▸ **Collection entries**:

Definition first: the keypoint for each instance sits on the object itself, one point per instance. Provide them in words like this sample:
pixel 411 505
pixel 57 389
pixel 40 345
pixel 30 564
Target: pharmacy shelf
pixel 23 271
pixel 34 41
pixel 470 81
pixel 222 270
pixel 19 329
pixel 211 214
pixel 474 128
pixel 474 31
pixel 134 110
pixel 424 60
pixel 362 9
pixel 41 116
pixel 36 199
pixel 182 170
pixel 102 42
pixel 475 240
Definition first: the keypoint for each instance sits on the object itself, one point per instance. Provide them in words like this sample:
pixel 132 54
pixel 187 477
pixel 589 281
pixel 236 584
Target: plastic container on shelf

▸ **What the task requires**: Copy out every line of the records above word for word.

▸ **Correct answer**:
Definition first: the keypoint for each instance sits on the object itself, one point per instance. Provide them in words like this sample:
pixel 411 505
pixel 57 389
pixel 40 345
pixel 30 564
Target: pharmacy shelf
pixel 23 271
pixel 34 41
pixel 470 81
pixel 222 270
pixel 19 329
pixel 211 214
pixel 474 128
pixel 474 31
pixel 134 110
pixel 424 60
pixel 362 9
pixel 41 116
pixel 36 199
pixel 182 170
pixel 102 42
pixel 475 240
Definition first: the keypoint for each instance sits on the object itself, one point per instance. Provide them in words like this sample:
pixel 132 54
pixel 187 477
pixel 589 281
pixel 236 584
Target: plastic container on shelf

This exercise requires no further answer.